* Provided text:
▬▬▬▬▬▬

The report, commissioned by the Minister of Health, Ana Paula Martins, examined the impact of strikes at the end of October and beginning of November 2024 on the response capability of INEM’s Centros de Orientação de Doentes Urgentes (CODU). It concluded that the death of a man in Pombal during this period “could have been avoided had there been timely and adequate assistance.”
The IGAS found that INEM did not fully meet its mandated responsibilities, particularly in responding to the emergency call, and assigned blame to two health professionals, a pre-hospital emergency technician from Coimbra’s CODU and a doctor.
INEM announced on Wednesday that it would initiate disciplinary proceedings following the report.

INEM assured that it would open a disciplinary process in response to the IGAS report, which concluded that a man’s death in November during an institute strike could have been avoided.
In a statement, INEM’s Workers’ Commission declared it is “false that INEM professionals were negligent, careless, or uncommitted” and criticized IGAS for “confusing the 112 call handling with the response” of the emergency body.
The statement described this as “a gross error distinguishable by all citizens, which an inspection entity, by legal and technical obligation, should not make,” urging IGAS to “publicly acknowledge its responsibility and correct the facts.”

▬▬▬▬▬▬

* Data to examine:
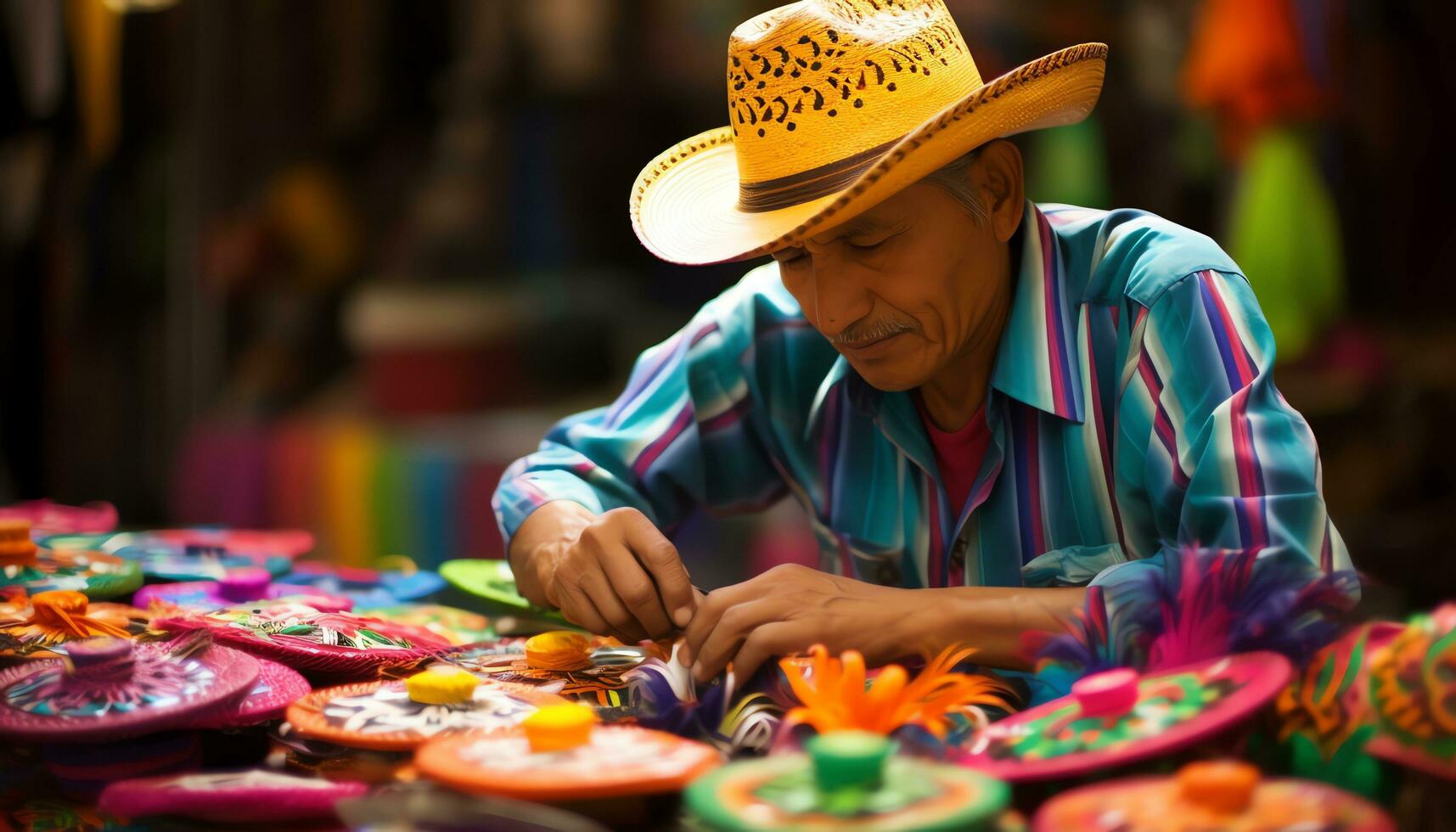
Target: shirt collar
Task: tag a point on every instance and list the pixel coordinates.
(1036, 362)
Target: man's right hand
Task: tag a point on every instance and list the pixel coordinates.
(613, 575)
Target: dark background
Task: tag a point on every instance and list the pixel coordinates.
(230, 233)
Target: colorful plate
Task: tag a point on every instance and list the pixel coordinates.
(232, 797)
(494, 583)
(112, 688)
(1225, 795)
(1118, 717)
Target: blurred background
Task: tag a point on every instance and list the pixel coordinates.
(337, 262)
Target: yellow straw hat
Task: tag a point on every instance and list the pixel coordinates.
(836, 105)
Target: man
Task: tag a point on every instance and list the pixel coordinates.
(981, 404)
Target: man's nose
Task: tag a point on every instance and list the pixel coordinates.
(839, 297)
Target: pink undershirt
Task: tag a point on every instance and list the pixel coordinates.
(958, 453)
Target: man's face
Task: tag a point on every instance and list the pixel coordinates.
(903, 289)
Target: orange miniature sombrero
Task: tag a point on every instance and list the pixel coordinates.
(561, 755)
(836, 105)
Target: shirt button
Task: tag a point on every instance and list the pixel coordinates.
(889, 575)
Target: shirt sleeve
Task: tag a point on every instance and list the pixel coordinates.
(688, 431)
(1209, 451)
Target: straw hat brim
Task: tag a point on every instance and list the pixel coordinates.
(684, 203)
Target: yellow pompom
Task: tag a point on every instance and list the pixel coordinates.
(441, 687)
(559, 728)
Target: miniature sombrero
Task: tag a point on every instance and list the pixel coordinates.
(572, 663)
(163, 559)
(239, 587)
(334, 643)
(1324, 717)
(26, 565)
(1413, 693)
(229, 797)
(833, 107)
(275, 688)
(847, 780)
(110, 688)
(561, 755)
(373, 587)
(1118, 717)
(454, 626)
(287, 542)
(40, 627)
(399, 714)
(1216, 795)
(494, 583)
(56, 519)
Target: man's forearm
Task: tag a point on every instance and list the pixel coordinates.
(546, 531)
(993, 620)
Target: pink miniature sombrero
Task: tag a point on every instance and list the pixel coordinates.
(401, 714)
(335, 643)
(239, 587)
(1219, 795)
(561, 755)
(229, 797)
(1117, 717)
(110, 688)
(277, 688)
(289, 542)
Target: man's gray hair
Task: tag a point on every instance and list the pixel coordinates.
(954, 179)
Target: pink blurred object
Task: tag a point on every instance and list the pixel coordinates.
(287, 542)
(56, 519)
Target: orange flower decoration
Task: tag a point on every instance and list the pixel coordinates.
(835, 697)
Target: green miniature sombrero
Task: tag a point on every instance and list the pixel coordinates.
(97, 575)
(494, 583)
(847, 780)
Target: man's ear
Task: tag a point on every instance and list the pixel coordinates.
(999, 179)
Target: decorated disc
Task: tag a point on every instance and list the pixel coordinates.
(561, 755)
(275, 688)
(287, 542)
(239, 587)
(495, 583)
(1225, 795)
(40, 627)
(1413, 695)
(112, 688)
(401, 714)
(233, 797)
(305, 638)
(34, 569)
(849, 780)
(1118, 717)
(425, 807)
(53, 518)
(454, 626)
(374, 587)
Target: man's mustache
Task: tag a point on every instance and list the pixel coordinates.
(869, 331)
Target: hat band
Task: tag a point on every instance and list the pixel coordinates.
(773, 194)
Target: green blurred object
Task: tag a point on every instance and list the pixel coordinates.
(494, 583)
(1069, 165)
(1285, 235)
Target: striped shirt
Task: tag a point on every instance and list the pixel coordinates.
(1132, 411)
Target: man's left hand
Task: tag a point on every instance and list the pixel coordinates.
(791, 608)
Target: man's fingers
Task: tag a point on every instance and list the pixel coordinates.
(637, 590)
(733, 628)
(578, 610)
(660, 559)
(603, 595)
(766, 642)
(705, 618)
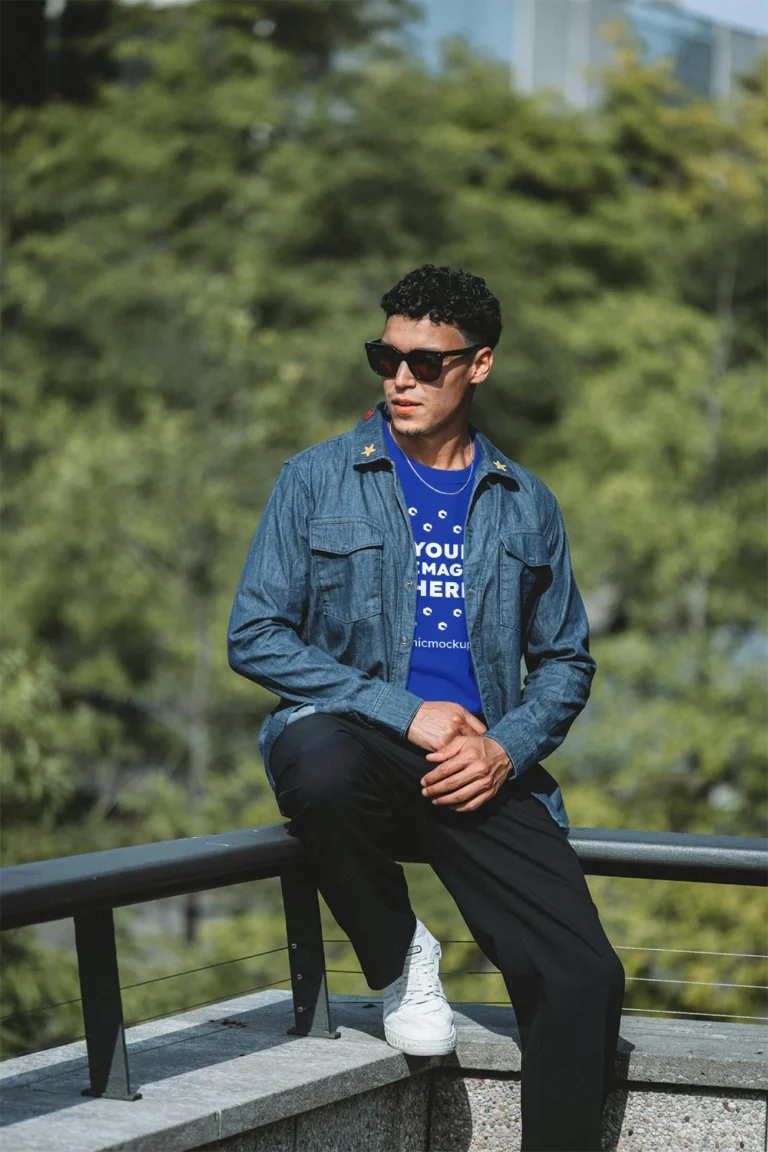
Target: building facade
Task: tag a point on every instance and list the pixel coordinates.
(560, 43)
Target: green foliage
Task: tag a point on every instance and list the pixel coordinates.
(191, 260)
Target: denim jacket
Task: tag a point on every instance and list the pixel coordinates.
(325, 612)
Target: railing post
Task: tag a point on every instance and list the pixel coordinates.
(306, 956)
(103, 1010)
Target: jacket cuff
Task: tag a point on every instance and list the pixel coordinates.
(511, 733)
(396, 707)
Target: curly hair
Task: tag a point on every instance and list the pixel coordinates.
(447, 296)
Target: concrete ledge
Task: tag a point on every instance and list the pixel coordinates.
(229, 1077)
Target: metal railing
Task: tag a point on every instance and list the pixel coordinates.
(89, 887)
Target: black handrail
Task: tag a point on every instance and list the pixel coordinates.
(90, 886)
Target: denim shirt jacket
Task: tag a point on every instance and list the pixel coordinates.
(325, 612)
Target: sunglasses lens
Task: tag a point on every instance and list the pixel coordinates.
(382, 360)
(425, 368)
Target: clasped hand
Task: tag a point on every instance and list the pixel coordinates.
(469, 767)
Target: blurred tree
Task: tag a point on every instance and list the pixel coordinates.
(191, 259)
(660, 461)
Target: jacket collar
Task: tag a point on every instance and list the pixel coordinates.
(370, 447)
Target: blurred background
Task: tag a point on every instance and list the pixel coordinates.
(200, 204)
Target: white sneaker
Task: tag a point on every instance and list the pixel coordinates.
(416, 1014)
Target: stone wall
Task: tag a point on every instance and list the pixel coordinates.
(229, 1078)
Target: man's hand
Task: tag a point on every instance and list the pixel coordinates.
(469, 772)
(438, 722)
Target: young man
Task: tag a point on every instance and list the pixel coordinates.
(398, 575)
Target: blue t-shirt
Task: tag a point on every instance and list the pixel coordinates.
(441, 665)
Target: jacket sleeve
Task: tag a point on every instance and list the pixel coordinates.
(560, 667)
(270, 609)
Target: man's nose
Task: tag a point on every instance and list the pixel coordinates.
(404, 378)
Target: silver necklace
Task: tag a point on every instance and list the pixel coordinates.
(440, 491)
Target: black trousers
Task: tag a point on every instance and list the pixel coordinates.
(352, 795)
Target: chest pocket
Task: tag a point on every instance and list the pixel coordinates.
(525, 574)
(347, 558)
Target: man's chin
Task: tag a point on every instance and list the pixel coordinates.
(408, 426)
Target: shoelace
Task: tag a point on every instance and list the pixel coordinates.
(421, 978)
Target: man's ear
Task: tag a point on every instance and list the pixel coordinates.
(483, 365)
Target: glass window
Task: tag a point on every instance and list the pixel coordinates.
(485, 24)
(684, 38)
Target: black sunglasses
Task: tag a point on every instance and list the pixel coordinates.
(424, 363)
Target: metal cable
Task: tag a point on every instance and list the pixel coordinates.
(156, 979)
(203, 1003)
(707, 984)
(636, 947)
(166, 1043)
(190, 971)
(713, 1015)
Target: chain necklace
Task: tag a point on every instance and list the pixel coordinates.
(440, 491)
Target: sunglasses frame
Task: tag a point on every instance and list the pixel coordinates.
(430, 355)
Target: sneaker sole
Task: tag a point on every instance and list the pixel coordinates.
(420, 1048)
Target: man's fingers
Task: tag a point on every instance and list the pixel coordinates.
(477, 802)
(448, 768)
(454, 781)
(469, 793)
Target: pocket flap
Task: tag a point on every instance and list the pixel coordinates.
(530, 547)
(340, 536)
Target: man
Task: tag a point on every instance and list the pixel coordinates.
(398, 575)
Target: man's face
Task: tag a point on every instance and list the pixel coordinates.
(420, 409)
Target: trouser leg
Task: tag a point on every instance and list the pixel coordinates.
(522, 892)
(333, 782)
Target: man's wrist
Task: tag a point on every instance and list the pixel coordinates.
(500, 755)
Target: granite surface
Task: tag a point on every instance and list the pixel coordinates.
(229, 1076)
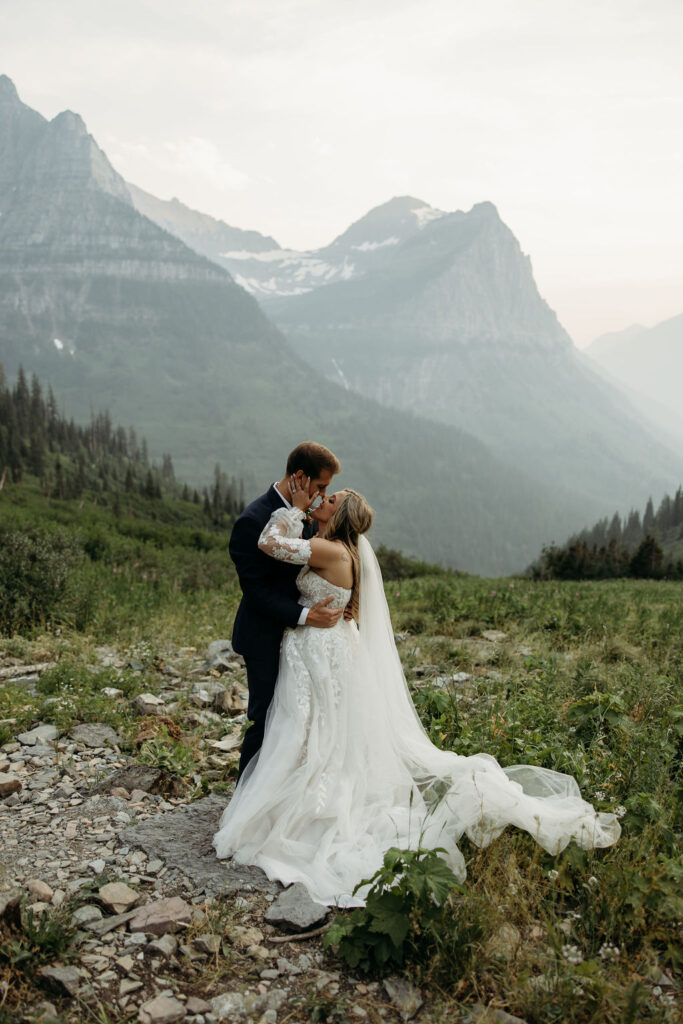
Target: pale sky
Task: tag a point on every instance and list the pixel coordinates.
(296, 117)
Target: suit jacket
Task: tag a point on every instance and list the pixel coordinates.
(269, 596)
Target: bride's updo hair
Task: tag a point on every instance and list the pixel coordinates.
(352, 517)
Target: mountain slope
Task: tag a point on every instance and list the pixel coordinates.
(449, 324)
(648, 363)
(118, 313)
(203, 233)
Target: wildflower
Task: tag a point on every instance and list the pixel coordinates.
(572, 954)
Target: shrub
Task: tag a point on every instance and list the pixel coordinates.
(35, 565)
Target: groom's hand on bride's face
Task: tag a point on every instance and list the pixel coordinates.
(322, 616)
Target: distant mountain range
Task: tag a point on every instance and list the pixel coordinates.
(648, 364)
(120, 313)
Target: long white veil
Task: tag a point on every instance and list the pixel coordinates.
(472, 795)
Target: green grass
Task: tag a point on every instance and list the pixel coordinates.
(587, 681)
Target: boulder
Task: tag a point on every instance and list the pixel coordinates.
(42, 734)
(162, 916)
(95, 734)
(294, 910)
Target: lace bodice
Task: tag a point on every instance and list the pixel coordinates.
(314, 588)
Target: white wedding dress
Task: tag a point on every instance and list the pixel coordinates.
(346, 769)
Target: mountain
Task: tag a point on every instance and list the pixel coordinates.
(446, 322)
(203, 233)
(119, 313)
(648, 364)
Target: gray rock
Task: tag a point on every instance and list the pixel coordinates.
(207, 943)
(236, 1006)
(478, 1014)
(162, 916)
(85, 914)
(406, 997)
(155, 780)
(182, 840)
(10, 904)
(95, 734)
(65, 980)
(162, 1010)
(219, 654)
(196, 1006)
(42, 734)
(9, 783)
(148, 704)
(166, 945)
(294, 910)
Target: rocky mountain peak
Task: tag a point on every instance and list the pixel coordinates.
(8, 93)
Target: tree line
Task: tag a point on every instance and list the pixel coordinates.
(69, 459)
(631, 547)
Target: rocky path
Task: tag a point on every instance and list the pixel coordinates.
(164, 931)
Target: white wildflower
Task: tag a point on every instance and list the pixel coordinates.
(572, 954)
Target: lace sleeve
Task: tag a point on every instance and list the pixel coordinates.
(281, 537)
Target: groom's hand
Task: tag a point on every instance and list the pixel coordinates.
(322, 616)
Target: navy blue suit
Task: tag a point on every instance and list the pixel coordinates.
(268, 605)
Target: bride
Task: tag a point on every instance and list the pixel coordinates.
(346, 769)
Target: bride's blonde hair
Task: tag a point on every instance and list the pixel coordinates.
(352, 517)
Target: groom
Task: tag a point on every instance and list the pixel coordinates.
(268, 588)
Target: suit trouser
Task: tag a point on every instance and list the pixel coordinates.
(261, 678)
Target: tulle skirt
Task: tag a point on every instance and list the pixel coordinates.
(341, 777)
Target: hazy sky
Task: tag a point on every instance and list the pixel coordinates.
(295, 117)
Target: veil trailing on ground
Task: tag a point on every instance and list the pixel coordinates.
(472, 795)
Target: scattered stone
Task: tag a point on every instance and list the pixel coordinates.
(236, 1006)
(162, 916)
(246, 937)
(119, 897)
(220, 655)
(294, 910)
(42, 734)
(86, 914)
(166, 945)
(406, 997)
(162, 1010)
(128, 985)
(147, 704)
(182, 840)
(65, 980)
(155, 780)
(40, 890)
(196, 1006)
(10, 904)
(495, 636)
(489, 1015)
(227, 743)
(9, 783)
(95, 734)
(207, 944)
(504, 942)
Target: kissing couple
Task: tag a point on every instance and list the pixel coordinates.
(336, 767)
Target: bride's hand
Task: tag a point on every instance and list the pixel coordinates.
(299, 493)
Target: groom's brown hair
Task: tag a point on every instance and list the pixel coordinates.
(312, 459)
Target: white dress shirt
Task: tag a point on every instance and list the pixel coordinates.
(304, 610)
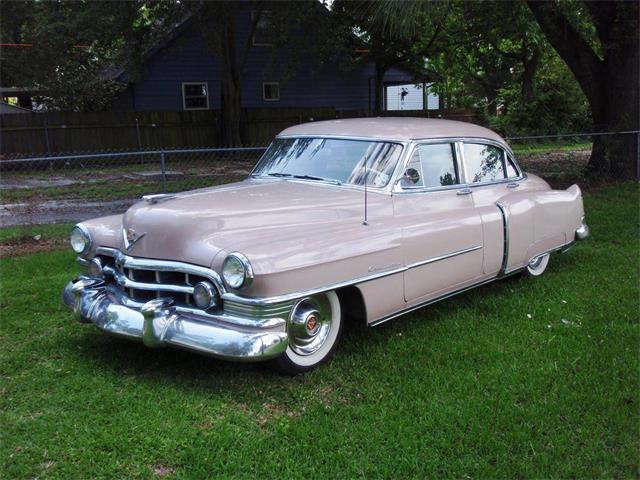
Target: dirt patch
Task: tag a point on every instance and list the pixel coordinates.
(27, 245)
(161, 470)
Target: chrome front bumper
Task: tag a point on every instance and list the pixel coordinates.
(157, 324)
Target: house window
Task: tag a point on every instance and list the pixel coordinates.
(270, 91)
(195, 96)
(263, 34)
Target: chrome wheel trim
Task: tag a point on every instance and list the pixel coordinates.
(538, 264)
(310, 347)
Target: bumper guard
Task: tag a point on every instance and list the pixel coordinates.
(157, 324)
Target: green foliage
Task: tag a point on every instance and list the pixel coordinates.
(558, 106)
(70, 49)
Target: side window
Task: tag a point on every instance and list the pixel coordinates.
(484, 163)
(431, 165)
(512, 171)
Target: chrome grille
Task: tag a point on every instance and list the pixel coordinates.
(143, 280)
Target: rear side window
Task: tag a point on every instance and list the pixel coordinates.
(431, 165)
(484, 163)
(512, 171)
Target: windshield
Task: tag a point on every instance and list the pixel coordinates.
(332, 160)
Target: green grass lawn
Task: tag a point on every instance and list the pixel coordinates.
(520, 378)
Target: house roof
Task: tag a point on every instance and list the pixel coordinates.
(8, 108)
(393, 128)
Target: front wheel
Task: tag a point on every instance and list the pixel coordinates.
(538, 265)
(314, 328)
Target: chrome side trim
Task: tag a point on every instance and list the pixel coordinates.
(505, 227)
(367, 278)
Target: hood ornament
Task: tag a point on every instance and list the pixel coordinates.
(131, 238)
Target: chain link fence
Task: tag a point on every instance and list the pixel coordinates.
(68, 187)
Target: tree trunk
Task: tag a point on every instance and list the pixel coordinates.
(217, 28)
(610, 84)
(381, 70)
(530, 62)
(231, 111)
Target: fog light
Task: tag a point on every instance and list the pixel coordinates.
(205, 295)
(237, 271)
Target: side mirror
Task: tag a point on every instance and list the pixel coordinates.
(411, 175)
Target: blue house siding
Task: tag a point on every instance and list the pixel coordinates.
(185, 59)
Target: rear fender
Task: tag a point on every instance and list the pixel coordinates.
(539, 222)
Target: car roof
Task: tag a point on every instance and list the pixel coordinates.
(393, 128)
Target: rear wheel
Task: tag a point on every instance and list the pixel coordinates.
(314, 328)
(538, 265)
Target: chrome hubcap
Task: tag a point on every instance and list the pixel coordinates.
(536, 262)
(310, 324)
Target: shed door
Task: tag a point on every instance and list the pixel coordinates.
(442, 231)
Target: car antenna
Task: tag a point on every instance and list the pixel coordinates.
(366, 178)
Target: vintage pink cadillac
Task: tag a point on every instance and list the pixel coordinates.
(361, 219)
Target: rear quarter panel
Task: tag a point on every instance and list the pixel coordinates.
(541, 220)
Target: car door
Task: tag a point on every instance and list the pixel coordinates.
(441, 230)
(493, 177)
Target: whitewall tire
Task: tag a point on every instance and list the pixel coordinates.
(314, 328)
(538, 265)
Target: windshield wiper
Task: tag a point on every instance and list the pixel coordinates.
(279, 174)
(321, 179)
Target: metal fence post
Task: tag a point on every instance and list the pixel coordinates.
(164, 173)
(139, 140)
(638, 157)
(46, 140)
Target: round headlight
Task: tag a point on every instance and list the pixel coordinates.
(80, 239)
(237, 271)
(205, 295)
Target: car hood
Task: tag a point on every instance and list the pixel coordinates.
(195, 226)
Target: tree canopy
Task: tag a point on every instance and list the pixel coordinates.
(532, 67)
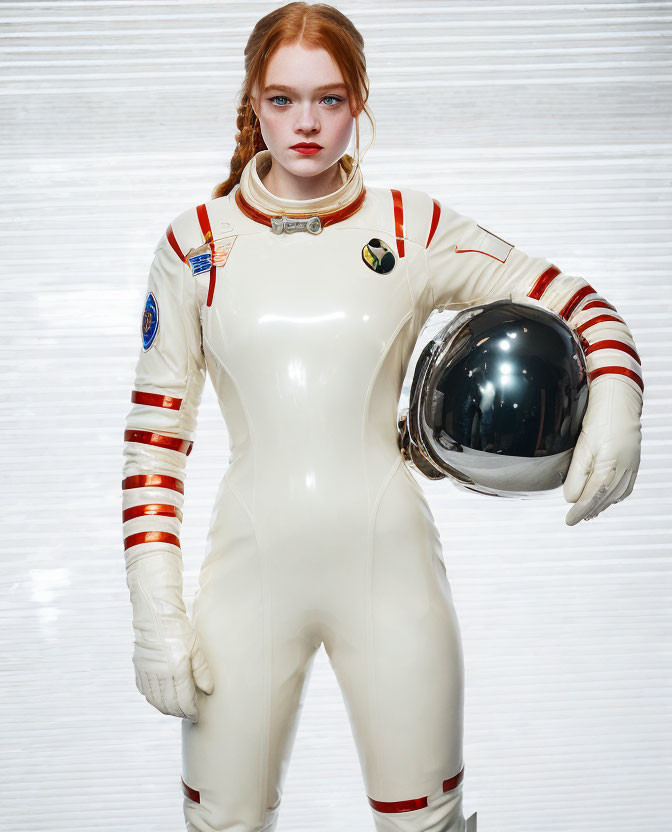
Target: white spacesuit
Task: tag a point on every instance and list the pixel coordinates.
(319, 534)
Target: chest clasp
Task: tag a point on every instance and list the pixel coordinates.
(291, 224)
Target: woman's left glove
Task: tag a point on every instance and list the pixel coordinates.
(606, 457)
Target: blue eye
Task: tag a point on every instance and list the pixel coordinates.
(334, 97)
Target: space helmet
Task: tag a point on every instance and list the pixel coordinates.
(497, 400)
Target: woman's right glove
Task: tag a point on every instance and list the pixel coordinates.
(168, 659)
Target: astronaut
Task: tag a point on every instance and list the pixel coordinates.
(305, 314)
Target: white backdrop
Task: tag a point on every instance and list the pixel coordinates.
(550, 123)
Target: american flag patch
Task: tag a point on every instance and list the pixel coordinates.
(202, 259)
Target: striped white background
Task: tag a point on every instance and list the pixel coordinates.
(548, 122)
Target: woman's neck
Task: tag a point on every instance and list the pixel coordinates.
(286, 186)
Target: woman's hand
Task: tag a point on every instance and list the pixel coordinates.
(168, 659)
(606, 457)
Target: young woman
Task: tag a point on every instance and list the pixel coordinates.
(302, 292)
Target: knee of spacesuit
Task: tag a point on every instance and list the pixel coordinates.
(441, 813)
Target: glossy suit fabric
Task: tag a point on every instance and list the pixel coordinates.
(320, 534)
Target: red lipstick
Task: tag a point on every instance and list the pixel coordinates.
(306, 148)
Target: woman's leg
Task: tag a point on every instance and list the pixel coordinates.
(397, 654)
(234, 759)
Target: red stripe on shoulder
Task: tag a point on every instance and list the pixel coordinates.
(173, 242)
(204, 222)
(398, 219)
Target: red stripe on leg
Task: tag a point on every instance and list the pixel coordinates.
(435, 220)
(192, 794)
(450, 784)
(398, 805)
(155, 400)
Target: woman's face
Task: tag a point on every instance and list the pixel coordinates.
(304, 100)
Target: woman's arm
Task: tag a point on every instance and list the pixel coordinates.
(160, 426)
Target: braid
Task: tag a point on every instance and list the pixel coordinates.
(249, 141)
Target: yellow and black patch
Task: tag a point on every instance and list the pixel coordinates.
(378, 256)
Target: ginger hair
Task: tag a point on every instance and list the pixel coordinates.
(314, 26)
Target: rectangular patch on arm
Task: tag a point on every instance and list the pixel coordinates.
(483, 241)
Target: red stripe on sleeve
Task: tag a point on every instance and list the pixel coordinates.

▬▬▬▬▬▬

Carry on the article on the IGAS report about INEM, starting right after its last sentence. The items are separate material with no connection to the article on the IGAS report about INEM.

* Answer area:
“It is absolutely necessary for the Minister of Health to order an immediate inquiry into IGAS’s conduct, as its conclusions are technically and ethically unacceptable, revealing profound ignorance about INEM’s operations,” the statement argued.
INEM’s representational body also deemed the attacks on its workers “grave,” interpreting them as a “dishonest attempt to scapegoat” the workers.
Today, the Union of Pre-hospital Emergency Technicians accused IGAS of unjustly blaming the death on a pre-hospital emergency technician.
In a message to Lusa, the STEPH stated that IGAS’s information is based on “falsehoods and a distortion of the reality” of the medical emergency response on November 4, 2024, during an INEM strike, demanding the “immediate retraction” of IGAS’s statements and the “full restoration of truth regarding the events” and the conditions under which the technician performed her duties.

After the report’s findings became public, the Ministry of Health stated in a note that “any delays in INEM’s emergency response (…) are not attributed to the strike” but are allegedly due to the “lack of diligence, care, and commitment of two involved professionals.”